• _Permintaan 1_: Hitung jumlah baris entri yang mengandung kata "blue", dengan membedakan huruf besar dan kecil. Tuliskan angkanya saja.

• _Teks yang diberikan_:
--*--

Pada akhirnya, Osama bin Laden dan Al-Qaeda-nya bukanlah “Wahhabi,” tetapi Quthbi.
Melihat urgensi hal ini, Robert Worth dari New York Times
mengatakan, “Tapi jika ada satu orang yang layak disebut sebagai bapak
intelektual Osama bin Laden dan teman-teman terorisnya, mungkin ia
adalah seorang penulis dan aktivis Mesir: Sayyid Quthub.”[4]
Keberadaan Quthbiyah Sebagai Ideologi
Dalam sebuah artikel yang berjudul “Terror, Islam and Democracy,”
Ladan dan Roya Boroumand menyatakan dengan tepat bahwa “kebanyakan kader
muda Islam hari ini adalah intelektual dan pewaris spiritual dari Quthbiyah, salah satu sayap dari gerakan Ikhwanul Muslimin.”
Mereka berdua juga menyatakan,
“Saat rezim otoriter dari Presiden Gamal Abdul Nasser menekan
Ikhwanul Muslimin pada tahun 1954 (yang pada akhirnya berakhir dengan
penggantungan Sayyid Quthub pada 1966), banyak dari mereka yang
mengasingkan diri ke Aljazair, Arab Saudi, Irak, Suriah dan Maroko. Dari
sana, mereka menyebarkan pemahaman revolusi Islam—termasuk alat-alat
pengorganisasian dan ideologi yang dipinjam dari pemahaman totaliter
Eropa.”[5]
Mengomentari hubungan yang berkembang antara ideologi revolusi Eropa dengan doktrin Quthbiyah, John Gray dari The Independent berargumen dalam sebuah artikel berjudul “How Marx Turned Muslim” bahwa Quthbiyah bukanlah berasal dari tradisi Islam, tapi jauh lebih berakar di dalam sumber pemikiran Eropa.

--*--

• _Baris data_:
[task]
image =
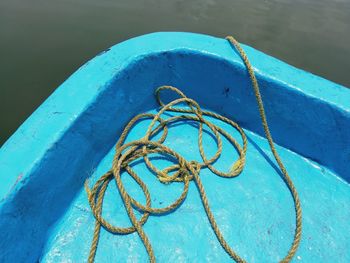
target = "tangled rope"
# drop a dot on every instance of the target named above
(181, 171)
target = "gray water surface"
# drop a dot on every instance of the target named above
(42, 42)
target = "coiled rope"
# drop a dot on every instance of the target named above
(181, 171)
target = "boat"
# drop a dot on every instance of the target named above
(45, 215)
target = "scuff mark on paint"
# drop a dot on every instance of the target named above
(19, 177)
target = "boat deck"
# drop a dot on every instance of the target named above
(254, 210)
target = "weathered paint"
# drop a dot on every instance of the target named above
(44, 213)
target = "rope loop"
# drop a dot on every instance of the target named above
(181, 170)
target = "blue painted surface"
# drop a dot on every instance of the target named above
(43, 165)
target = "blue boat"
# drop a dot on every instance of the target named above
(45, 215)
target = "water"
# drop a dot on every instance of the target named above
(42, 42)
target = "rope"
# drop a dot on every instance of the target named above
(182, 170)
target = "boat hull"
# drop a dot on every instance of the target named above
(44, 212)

--*--

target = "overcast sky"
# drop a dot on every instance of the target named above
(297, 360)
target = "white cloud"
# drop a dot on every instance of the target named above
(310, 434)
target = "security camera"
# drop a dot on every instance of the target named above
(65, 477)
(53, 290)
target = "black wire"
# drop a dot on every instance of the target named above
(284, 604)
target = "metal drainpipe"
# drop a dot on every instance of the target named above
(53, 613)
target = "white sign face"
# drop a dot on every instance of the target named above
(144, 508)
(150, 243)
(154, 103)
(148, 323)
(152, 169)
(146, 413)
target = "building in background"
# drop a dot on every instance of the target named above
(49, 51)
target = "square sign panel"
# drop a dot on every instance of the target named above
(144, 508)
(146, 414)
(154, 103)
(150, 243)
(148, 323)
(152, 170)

--*--

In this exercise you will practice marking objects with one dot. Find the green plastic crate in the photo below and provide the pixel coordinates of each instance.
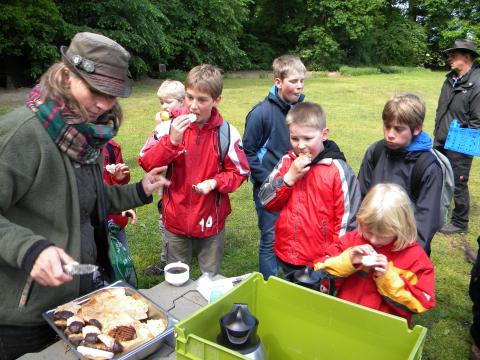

--*--

• _Permintaan 2_: Lanjutkan teks tentang Quthbiyah di atas, dimulai setelah kalimat terakhirnya.

• _Tanggapan 1_: 2

• _Tanggapan 2_:
Dia menjelaskan bahwa Sayyid Quthub “Menyatukan banyak unsur yang diambil dari ideologi yang berasal dari Barat[6] ke dalam pemikirannya.” Quthbiyah
juga dapat dilihat sebagai “campuran eksotis, hasil kawin silang, dalam
pertemuan antara ideologi radikal Eropa dengan intelektualitas Islam.”[7]
Gray menjelaskan bahwa Quthbiyah adalah gerakan revolusioner modern dan tidak merepresentasikan bentuk asli dari Islam yang sebenarnya.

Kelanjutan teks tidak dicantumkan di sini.